[Excerpts from a dataset]
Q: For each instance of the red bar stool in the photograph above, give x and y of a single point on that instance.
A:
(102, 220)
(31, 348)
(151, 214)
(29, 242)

» **What you will do**:
Repeat every record exactly, so that nothing is lost or altered.

» **Answer section**:
Q: For each instance of the red bar stool in the photograph above, give x and y of a single point on that instance.
A:
(102, 220)
(31, 348)
(151, 214)
(29, 242)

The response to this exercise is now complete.